PROBLEMS TO WORK ON
• A. Write out the film review from "In science, you" up to and including "badly written parable.", switching "chess pieces" to "marionettes".
• B. Resume the film review after its final sentence and keep writing in the same voice.

EXCERPT PROVIDED
<<<<

A pompous, contrived, schematic high school special
Allow me, if you will, to wonder at a bit of length how this movie got both the Globe and Oscar for Best Foreign Language Film. It is quite terrible. The movie is a Danish version of Crash but with violence instead of racism. What I mean is that the characters and the story are so far removed from real life that the film becomees a long thesis statement on the history of violence. The characters are not real human beings but sociological arguments. What happens when your mother dies from cancer? You become a psychopath. What if your parents are divorced? You get bullied. Then, by coincidence (there are quite a bit of those) you meet another lost soul. And then your father just happens to get into the world's most implausible street fight, but good thing, because you just happened to do some violence yourself and now it's on everybody's mind. It's like fate which in this case was the director assigned you, your friend and your parents the topic of violence as a term paper. And luckily, your father is also dealing with his own violence in his job.
In science, you go where the evidence leads you. You don't make the evidence fit a predetermined conclusion. This is what the film did. It is overly determined, schematic, programmed. It wanted to make a grand statement about violence and forgiveness and manipulated it's characters like so many chess pieces. Nothing was organic, borne of character instead of heavy handed theme. It told, in a rather didactic way rather than showed. And the symbolism was about as subtle as a bag of bricks. Look a man struggling with what to do sees a spiderweb. Birds fly free in contrast to the frustrated mortals who have to deal with themselves. Forgiveness and rejuvination are illustrated by a windmill. This is not a movie; it's a badly written parable.

>>>>

Natural-language region descriptions:

<<<<

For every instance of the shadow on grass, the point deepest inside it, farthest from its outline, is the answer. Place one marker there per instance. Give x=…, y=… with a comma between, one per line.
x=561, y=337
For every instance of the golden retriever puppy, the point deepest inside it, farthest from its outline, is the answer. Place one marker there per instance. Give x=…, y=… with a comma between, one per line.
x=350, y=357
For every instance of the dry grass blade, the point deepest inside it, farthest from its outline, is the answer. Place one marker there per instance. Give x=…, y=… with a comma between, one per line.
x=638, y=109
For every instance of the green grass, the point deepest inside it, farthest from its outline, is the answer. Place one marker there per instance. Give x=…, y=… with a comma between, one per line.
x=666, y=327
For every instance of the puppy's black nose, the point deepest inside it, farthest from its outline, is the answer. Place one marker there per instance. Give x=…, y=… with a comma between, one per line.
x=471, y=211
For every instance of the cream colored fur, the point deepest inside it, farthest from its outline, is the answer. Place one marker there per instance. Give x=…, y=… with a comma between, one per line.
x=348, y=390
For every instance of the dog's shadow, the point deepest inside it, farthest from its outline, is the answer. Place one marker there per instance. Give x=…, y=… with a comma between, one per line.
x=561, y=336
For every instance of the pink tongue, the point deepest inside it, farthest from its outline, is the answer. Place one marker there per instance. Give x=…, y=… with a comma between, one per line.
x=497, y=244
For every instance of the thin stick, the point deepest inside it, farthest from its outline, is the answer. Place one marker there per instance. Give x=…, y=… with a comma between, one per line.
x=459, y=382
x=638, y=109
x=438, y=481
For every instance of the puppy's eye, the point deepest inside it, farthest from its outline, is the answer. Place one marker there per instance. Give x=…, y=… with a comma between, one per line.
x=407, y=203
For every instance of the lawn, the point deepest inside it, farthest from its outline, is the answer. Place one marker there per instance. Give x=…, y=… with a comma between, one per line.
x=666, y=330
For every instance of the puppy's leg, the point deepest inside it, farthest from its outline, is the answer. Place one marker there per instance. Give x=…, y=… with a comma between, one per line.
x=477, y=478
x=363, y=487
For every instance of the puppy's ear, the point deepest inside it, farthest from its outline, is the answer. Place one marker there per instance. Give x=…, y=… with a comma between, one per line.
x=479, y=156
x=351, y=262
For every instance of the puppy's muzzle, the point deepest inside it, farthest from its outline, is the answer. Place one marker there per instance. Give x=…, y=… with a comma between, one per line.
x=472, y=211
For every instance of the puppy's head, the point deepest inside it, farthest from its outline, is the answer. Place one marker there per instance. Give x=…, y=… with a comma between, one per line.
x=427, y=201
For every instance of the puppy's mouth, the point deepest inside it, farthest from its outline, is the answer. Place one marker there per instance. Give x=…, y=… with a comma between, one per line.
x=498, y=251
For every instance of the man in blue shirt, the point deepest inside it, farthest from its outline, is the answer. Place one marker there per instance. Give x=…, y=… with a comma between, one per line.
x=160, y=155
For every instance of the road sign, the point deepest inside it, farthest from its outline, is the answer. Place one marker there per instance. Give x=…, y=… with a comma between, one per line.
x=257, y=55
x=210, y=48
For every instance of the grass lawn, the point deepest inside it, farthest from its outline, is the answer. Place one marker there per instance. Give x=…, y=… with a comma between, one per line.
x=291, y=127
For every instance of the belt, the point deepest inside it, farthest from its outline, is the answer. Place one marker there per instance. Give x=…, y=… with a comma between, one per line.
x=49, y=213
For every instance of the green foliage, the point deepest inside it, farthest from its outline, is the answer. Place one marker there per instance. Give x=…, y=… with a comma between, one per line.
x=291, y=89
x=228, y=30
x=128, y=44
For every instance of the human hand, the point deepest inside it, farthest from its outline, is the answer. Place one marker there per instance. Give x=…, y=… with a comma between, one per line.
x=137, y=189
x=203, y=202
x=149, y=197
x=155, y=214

>>>>

ANSWERS PER TASK
• A.
In science, you go where the evidence leads you. You don't make the evidence fit a predetermined conclusion. This is what the film did. It is overly determined, schematic, programmed. It wanted to make a grand statement about violence and forgiveness and manipulated it's characters like so many marionettes. Nothing was organic, borne of character instead of heavy handed theme. It told, in a rather didactic way rather than showed. And the symbolism was about as subtle as a bag of bricks. Look a man struggling with what to do sees a spiderweb. Birds fly free in contrast to the frustrated mortals who have to deal with themselves. Forgiveness and rejuvination are illustrated by a windmill. This is not a movie; it's a badly written parable.

• B.
The African scenes bothered me. I know the filmmakers are not bigots, but here we have violence as a part of daily life in Africa, while the European characters step on the precipice of acting that way. It read as Europeans, better be careful in what you do or else you'll devolve into Africans and their violent states. Because a shorthand for barbarity is Africa.
I did like Bier's visual sense. There are some shots here like the doctor sitting in the yard that were painterly. The acting by all was pretty good, especially by the boy who played Christian. But the movie told you what to think and feel in so bald, and unnatural fashion that it just failed.